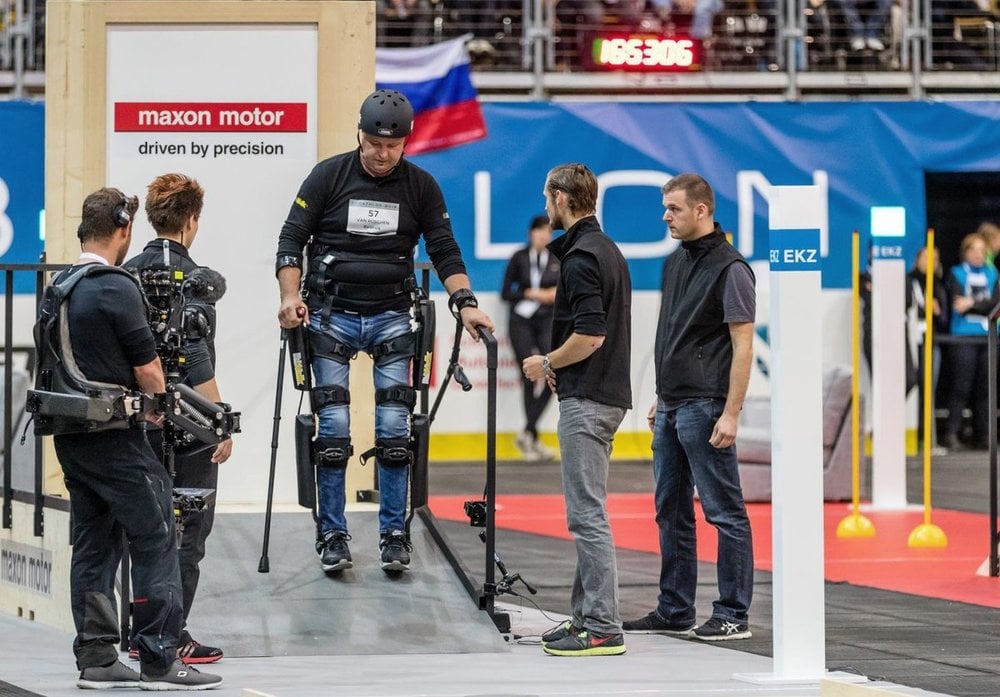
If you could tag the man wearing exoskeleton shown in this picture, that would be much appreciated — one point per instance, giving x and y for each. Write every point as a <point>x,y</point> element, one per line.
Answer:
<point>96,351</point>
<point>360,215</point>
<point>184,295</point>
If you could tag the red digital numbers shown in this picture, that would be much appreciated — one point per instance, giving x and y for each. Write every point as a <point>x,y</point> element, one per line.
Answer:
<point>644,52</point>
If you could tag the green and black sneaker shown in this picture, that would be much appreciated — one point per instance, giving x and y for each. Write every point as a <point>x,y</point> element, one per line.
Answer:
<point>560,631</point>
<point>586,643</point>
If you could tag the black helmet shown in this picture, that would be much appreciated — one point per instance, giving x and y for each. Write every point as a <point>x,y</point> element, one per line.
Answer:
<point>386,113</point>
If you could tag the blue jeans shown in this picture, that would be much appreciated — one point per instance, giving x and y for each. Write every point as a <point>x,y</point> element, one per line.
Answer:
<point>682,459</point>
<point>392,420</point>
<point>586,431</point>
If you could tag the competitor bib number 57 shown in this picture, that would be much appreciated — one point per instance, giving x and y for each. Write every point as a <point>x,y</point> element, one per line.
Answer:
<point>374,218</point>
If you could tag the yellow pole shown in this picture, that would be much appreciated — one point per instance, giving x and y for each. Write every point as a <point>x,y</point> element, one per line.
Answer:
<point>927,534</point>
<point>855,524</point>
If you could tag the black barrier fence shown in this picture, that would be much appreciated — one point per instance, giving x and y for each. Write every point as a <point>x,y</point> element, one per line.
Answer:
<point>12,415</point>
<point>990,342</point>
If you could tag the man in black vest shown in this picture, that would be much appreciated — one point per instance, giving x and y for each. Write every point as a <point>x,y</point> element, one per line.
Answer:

____________

> _Work to complete_
Return all of the lines above verbatim, from the first to the last, and leave the pictures out.

> _Written response_
If you could tag the man wearing exoskeleton shown in this picture, that would be much appreciated — one point per instance, giving x and y for each. Write every point as a <point>x,y</point> element, one per line.
Answer:
<point>96,351</point>
<point>360,215</point>
<point>184,295</point>
If you could tag the red digital numbers shown in this picture, that would be much appreciated — one point per instance, giving x and y for each. Write every point as a <point>x,y</point> element, one per line.
Answer:
<point>644,52</point>
If you could tag the green and black sneaker shown in this picture, that would be much appreciated — one point per instance, giving x and y for each. Write every point as a <point>x,y</point> element, one per line.
Answer:
<point>560,631</point>
<point>586,643</point>
If you could tag the black helmet shown in this picture, that would be much appreciated — one point per instance, giving x and y for each. Write every point as a <point>x,y</point> element, one per line.
Answer:
<point>386,113</point>
If you could tag the blue jeans shown in this picture, that would be much appreciated — one point per instance, giving x and y for each. Write every point as a <point>x,y</point> element, one per line.
Answer:
<point>682,459</point>
<point>392,420</point>
<point>586,431</point>
If you could tag the competitor bib number 57 shown in this picture, that would be much appreciated — one point per instance, giving x and y for each. Write every point as a <point>x,y</point> element, one per line.
Answer:
<point>374,218</point>
If you could tag the yellow pole shown in this picture, that would be much appreciated — one point per instance, giving x and y for each. Write every point as a <point>x,y</point> element, one per line.
Answer:
<point>927,534</point>
<point>855,524</point>
If you could tag the black barrier fence shown in this picture, that would be much appreciated — one point per instance, giving x and y for each. Write every point as a <point>x,y</point> element, one per line.
Answer:
<point>12,415</point>
<point>990,342</point>
If you could tag the man in black vest shown in this picture, that would be much appreciated — one point per instance, giving x and y for each. Write every point as a <point>x,y</point> element, one per line.
Answer:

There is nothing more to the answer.